» **Selected excerpt**:
┌────────
- Born: 9 November 1949 Roubaix, France
- Died: 19 March 2020 (aged 70)
- Occupation: Comic book artist

= François Dermaut =

French comics artist (1949–2020)

François Dermaut (9 November 1949 – 19 March 2020) was a French comic book artist. He is particularly well known for the series Les Chemins de Malefosse.

==Biography==
Dermaut studied drawing at the Institut Saint-Luc de Tournai. He began his career at Éditions Aredit-Artima. In 1971, he moved to Paris, where, after an unsuccessful contract with Bayard Presse, he held multiple jobs, notably in advertising. His career as a cartoonist began with Fleurus Presse for his publication Djin. At this time, he met cartoonists Joëlle Savey, François Bourgeon, and André Juillard. He published his works in various magazines, such as Triolo, Formule 1, Fripounet et Marisette, Tintin, and Okapi.
└────────
» **Dataset**:
┌────────
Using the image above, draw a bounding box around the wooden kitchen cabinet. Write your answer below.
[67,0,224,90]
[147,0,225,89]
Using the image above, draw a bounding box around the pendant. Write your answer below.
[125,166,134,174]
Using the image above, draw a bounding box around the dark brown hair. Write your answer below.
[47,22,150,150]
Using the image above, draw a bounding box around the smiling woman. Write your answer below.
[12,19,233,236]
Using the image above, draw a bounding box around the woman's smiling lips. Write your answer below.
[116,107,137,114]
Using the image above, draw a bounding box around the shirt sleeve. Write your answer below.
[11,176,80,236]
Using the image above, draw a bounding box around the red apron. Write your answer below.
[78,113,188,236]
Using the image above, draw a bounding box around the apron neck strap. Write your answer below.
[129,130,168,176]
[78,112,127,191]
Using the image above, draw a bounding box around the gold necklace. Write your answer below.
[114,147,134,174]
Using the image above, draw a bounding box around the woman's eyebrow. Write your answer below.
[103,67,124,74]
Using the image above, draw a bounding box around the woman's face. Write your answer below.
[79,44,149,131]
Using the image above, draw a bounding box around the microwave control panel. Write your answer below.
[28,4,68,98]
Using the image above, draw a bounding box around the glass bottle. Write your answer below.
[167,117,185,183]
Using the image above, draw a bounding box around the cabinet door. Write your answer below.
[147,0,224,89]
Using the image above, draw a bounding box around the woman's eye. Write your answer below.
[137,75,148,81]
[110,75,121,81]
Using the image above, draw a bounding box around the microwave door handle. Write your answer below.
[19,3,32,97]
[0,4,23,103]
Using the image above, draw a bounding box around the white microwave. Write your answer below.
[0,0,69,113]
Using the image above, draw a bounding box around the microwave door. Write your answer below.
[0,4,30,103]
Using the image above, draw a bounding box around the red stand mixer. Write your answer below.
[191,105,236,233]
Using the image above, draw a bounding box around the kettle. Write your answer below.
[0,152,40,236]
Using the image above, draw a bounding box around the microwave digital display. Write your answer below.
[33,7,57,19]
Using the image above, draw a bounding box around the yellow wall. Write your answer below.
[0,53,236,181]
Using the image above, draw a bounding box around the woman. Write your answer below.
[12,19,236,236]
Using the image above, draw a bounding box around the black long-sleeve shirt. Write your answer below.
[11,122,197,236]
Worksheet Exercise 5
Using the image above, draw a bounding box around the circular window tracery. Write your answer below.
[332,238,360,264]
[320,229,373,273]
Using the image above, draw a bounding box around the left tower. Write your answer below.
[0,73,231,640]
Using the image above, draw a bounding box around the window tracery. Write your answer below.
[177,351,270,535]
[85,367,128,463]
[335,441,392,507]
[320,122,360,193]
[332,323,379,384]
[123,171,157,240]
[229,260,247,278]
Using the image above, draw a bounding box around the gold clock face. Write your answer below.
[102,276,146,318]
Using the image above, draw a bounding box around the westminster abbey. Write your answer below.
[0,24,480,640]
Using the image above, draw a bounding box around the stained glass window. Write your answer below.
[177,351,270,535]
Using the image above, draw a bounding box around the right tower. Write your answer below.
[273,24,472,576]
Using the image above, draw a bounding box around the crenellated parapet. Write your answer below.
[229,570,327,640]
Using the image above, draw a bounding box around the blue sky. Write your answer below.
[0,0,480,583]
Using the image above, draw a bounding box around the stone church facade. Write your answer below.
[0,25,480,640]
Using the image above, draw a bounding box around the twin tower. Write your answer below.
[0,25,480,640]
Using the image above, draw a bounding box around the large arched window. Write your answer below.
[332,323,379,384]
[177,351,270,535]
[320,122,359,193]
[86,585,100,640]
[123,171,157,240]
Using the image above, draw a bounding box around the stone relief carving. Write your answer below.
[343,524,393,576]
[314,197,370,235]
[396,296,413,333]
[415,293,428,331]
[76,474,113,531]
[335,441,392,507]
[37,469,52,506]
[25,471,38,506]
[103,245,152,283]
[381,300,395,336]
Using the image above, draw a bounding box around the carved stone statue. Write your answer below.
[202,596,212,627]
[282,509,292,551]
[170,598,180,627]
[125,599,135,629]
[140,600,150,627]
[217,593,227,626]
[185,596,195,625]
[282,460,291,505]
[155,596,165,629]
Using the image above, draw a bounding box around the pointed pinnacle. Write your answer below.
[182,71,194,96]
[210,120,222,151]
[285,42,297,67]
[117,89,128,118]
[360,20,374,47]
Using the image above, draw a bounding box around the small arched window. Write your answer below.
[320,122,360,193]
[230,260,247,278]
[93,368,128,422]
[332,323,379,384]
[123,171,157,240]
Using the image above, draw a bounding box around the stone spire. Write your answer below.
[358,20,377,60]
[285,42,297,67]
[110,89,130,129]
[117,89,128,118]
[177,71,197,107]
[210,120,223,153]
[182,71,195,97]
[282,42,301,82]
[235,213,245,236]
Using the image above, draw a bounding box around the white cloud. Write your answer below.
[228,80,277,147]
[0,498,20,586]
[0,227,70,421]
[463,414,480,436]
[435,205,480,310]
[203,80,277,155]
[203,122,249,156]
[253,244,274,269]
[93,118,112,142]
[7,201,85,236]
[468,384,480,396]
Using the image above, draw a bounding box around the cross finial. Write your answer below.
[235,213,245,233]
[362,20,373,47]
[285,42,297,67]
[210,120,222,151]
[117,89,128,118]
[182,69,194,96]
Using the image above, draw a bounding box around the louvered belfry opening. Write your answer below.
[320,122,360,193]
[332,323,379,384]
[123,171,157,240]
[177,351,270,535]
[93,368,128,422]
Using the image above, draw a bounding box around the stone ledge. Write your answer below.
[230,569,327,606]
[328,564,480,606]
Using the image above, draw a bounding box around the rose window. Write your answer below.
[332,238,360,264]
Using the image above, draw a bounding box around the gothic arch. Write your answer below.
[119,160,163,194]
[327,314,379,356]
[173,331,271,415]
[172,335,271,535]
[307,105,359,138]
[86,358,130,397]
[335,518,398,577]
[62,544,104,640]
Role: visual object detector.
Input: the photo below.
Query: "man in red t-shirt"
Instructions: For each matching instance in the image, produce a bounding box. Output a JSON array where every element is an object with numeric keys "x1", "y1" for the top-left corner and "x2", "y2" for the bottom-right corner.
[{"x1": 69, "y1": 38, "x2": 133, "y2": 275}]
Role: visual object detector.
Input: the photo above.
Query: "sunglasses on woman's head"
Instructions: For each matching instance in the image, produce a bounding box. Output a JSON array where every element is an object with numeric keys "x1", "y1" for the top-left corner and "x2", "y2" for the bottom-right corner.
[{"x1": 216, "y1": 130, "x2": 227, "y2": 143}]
└────────
» **Requirement 1**: In the Dermaut article, where did Dermaut study drawing?
» **Requirement 2**: Set down everything in the Dermaut article from "French comics artist" down to "Chemins de Malefosse.".

» **Full response 1**: At the Institut Saint-Luc de Tournai.

» **Full response 2**:
French comics artist (1949–2020)

François Dermaut (9 November 1949 – 19 March 2020) was a French comic book artist. He is particularly well known for the series Les Chemins de Malefosse.